WRITTEN EXERCISE 1: Please present the records below, from the line with "task: trace the outline of the grey beard" through the end of the records, as a Markdown table with the columns Row and Line, leaving out blank lines.

EXCERPTED PASSAGE:
****

Underage Drinking – When Parents are Responsible


underage drinking florida

In 1984, the National Minimum Drinking Age Act was passed requiring all states to increase the minimum purchase and public possession of alcohol to the age 21. Despite the fact that all states are in compliance with the act, in certain circumstances, legal loopholes and exemptions exist in a number of states giving minors (those under the age of 21) the ability to consume alcohol. Although exemptions subsist, many states have passed liability laws to ensure parents and those hosting parties on private property are vulnerable to lawsuits, fines and possible jail time for situations where underage drinking gets out of hand. Such laws were created to prevent the following:

  1. Drunk-driving
  2. Fights
  3. Injuries and/or fatalities
  4. Sexual Assaults
  5. Property Damage

A number of states have enacted social host ordinances pushing additional responsibilities on the event host to “…take all reasonable steps to prevent the possession and/or consumption of alcohol…by a minor.” The notion of social host ordinances have been in the spotlight as of late due to recent arrest concerning a Stanford Professor (Bill Burnett) and his wife who threw a party for their son (at their home) where alcohol, unbeknownst to them, was snuck in by minors and served to minors. In a number of states, parents may be held liable whether or not they were aware that drinking was taking place on their property, although, those unaware in most cases are not considered liable. In cases involving underage drunk-driving, parents/hosts have been held liable both criminally and civilly.

****

[Excerpt from a dataset]

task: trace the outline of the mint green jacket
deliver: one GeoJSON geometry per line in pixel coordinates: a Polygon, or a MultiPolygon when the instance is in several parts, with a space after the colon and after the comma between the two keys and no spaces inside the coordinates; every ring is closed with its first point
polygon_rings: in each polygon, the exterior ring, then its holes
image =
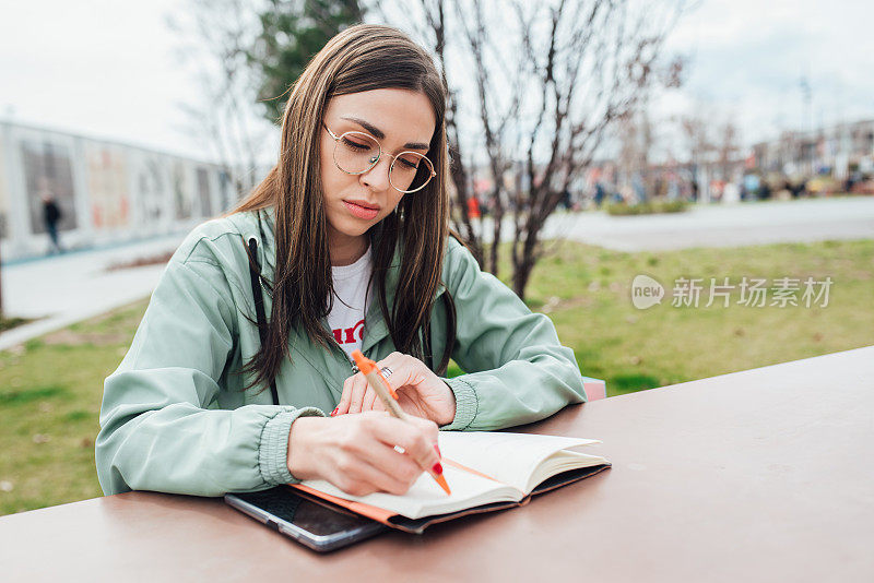
{"type": "MultiPolygon", "coordinates": [[[[353,371],[339,346],[327,350],[294,330],[291,359],[276,377],[281,405],[272,404],[269,389],[244,391],[251,377],[238,371],[260,345],[244,247],[251,237],[262,275],[272,281],[268,212],[200,225],[167,264],[130,349],[104,385],[95,449],[107,495],[137,489],[221,496],[296,481],[286,465],[292,423],[333,411],[353,371]]],[[[395,264],[387,274],[389,306],[398,272],[395,264]]],[[[574,352],[559,344],[550,319],[531,313],[480,271],[453,238],[442,283],[457,309],[452,358],[469,372],[446,379],[457,408],[441,429],[521,425],[586,401],[574,352]]],[[[269,317],[267,288],[263,296],[269,317]]],[[[379,302],[365,320],[364,354],[380,360],[394,352],[379,302]]],[[[432,322],[433,354],[442,355],[442,301],[435,302],[432,322]]]]}

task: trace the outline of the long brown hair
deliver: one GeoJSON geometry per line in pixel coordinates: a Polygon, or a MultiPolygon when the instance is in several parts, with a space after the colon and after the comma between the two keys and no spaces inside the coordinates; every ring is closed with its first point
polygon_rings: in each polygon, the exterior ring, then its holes
{"type": "MultiPolygon", "coordinates": [[[[255,371],[251,385],[275,379],[288,354],[288,334],[302,325],[310,341],[329,348],[333,336],[321,324],[332,308],[333,279],[328,250],[328,223],[322,205],[319,135],[328,102],[378,88],[422,92],[436,117],[427,153],[437,176],[401,199],[397,212],[371,228],[373,282],[382,316],[398,350],[416,357],[430,343],[430,310],[440,285],[444,248],[449,233],[446,95],[430,57],[406,35],[388,26],[359,24],[334,36],[294,84],[282,119],[277,164],[233,213],[275,209],[276,270],[273,307],[260,350],[244,370],[255,371]],[[388,306],[386,274],[400,246],[400,277],[388,306]]],[[[454,308],[448,291],[445,372],[454,343],[454,308]]]]}

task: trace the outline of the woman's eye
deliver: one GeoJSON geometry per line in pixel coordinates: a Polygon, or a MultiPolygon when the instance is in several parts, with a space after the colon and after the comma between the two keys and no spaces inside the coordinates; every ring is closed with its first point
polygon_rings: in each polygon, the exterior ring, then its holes
{"type": "Polygon", "coordinates": [[[362,144],[359,142],[350,140],[349,138],[343,138],[343,145],[346,145],[355,150],[370,150],[370,146],[368,144],[362,144]]]}
{"type": "Polygon", "coordinates": [[[408,158],[398,158],[398,160],[406,168],[410,169],[418,168],[418,160],[411,160],[408,158]]]}

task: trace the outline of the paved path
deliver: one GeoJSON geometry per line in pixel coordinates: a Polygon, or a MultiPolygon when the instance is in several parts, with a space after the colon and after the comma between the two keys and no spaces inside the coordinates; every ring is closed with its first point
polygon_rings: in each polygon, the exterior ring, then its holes
{"type": "MultiPolygon", "coordinates": [[[[874,197],[696,206],[673,215],[563,214],[546,234],[622,251],[874,238],[874,197]]],[[[106,267],[172,251],[184,236],[4,265],[7,316],[39,320],[0,334],[0,350],[149,296],[163,265],[106,267]]]]}
{"type": "MultiPolygon", "coordinates": [[[[492,223],[485,219],[483,228],[491,233],[492,223]]],[[[642,216],[556,214],[544,231],[547,238],[567,237],[618,251],[871,239],[874,197],[696,205],[685,213],[642,216]]],[[[511,234],[507,221],[501,239],[510,240],[511,234]]]]}
{"type": "Polygon", "coordinates": [[[149,296],[164,265],[107,267],[170,252],[184,237],[178,234],[3,265],[4,314],[37,320],[0,334],[0,350],[149,296]]]}

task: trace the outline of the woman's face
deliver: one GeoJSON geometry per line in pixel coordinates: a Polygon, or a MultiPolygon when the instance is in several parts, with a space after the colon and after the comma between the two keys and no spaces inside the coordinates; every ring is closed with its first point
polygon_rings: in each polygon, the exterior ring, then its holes
{"type": "Polygon", "coordinates": [[[436,124],[434,110],[423,93],[373,90],[331,98],[323,121],[334,135],[364,132],[376,138],[382,148],[376,166],[364,174],[346,174],[334,164],[334,139],[321,128],[319,159],[329,234],[335,242],[361,238],[401,202],[404,194],[389,183],[392,156],[427,154],[436,124]]]}

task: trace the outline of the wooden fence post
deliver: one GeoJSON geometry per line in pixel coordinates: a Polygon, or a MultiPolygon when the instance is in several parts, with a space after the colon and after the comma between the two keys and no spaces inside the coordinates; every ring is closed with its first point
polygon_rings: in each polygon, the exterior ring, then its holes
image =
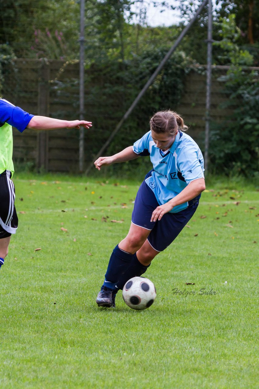
{"type": "MultiPolygon", "coordinates": [[[[50,79],[49,63],[45,58],[42,60],[39,68],[39,82],[38,93],[38,114],[40,116],[48,116],[49,114],[50,79]]],[[[48,131],[40,131],[37,134],[37,166],[39,170],[48,169],[48,131]]]]}

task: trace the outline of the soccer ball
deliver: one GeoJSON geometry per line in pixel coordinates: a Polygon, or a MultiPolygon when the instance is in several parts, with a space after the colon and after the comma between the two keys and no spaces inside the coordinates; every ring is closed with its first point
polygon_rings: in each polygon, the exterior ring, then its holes
{"type": "Polygon", "coordinates": [[[122,297],[125,302],[132,309],[142,310],[151,305],[156,296],[153,283],[144,277],[133,277],[123,287],[122,297]]]}

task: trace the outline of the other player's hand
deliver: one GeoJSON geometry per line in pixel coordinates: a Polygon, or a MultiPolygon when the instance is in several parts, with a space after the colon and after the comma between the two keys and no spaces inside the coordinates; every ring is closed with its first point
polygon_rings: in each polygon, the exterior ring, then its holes
{"type": "Polygon", "coordinates": [[[150,221],[156,221],[157,220],[161,220],[161,218],[165,214],[167,214],[169,212],[174,208],[174,207],[169,202],[166,203],[162,205],[159,205],[153,211],[153,213],[151,216],[150,221]]]}
{"type": "Polygon", "coordinates": [[[96,159],[94,165],[98,170],[101,170],[102,166],[108,166],[113,163],[111,157],[100,157],[96,159]]]}
{"type": "Polygon", "coordinates": [[[89,128],[92,127],[92,122],[86,121],[85,120],[71,120],[68,122],[67,128],[76,128],[79,130],[80,126],[85,128],[89,128]]]}

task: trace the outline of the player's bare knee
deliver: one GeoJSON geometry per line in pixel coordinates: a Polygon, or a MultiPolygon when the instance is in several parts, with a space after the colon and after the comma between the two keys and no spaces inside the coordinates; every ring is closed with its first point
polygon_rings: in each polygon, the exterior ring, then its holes
{"type": "Polygon", "coordinates": [[[136,235],[127,236],[126,243],[129,248],[129,252],[133,254],[136,252],[143,244],[142,240],[136,235]]]}
{"type": "Polygon", "coordinates": [[[2,250],[0,251],[0,258],[2,258],[3,259],[4,259],[5,257],[7,256],[8,254],[8,248],[5,250],[2,250]]]}

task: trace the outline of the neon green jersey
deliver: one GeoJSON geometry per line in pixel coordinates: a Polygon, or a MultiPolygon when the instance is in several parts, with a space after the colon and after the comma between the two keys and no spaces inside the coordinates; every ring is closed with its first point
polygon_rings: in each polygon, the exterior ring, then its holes
{"type": "Polygon", "coordinates": [[[12,161],[12,128],[8,123],[0,127],[0,174],[10,170],[12,176],[14,172],[12,161]]]}
{"type": "Polygon", "coordinates": [[[7,170],[12,176],[14,171],[12,126],[22,132],[33,117],[19,107],[0,98],[0,174],[7,170]]]}

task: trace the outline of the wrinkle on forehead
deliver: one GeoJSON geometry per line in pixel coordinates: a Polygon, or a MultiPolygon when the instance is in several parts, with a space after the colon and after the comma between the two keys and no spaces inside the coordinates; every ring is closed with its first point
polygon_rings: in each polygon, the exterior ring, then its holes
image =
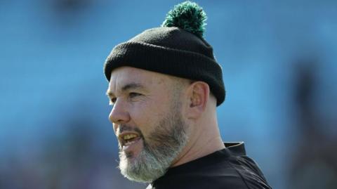
{"type": "Polygon", "coordinates": [[[135,67],[121,67],[112,71],[108,91],[120,91],[125,85],[132,83],[148,88],[167,85],[170,79],[170,77],[166,74],[135,67]]]}

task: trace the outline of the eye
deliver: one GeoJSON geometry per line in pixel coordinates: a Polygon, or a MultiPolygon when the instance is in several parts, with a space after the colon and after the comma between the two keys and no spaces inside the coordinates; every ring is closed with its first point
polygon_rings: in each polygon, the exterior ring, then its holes
{"type": "Polygon", "coordinates": [[[142,94],[138,93],[128,93],[128,97],[129,98],[135,98],[139,96],[141,96],[142,94]]]}

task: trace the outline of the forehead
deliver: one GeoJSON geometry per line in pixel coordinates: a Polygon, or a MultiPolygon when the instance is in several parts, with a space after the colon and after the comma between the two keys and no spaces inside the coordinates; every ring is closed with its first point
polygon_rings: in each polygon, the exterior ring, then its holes
{"type": "Polygon", "coordinates": [[[121,67],[112,71],[108,91],[118,91],[125,85],[135,83],[147,88],[166,85],[169,79],[169,77],[166,74],[135,67],[121,67]]]}

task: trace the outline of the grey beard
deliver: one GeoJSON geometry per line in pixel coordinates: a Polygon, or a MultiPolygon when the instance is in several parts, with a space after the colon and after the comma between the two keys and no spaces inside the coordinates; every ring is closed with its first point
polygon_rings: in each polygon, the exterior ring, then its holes
{"type": "Polygon", "coordinates": [[[188,139],[187,126],[177,112],[172,111],[146,140],[143,138],[144,148],[132,162],[120,151],[119,169],[123,176],[131,181],[150,183],[166,172],[188,139]]]}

****

WRITTEN EXERCISE 2: Write out the underage drinking article from "A number of states have" to "criminally and civilly.".

TASK RESPONSE 1:
| Row | Line |
|---|---|
| 1 | task: trace the outline of the grey beard |
| 2 | deliver: one GeoJSON geometry per line in pixel coordinates: a Polygon, or a MultiPolygon when the instance is in several parts, with a space after the colon and after the comma between the two keys and no spaces inside the coordinates; every ring is closed with its first point |
| 3 | polygon_rings: in each polygon, the exterior ring, then its holes |
| 4 | {"type": "Polygon", "coordinates": [[[188,139],[187,126],[177,112],[172,111],[146,140],[143,138],[144,148],[132,162],[120,151],[119,169],[123,176],[131,181],[150,183],[166,172],[188,139]]]} |

TASK RESPONSE 2:
A number of states have enacted social host ordinances pushing additional responsibilities on the event host to “…take all reasonable steps to prevent the possession and/or consumption of alcohol…by a minor.” The notion of social host ordinances have been in the spotlight as of late due to recent arrest concerning a Stanford Professor (Bill Burnett) and his wife who threw a party for their son (at their home) where alcohol, unbeknownst to them, was snuck in by minors and served to minors. In a number of states, parents may be held liable whether or not they were aware that drinking was taking place on their property, although, those unaware in most cases are not considered liable. In cases involving underage drunk-driving, parents/hosts have been held liable both criminally and civilly.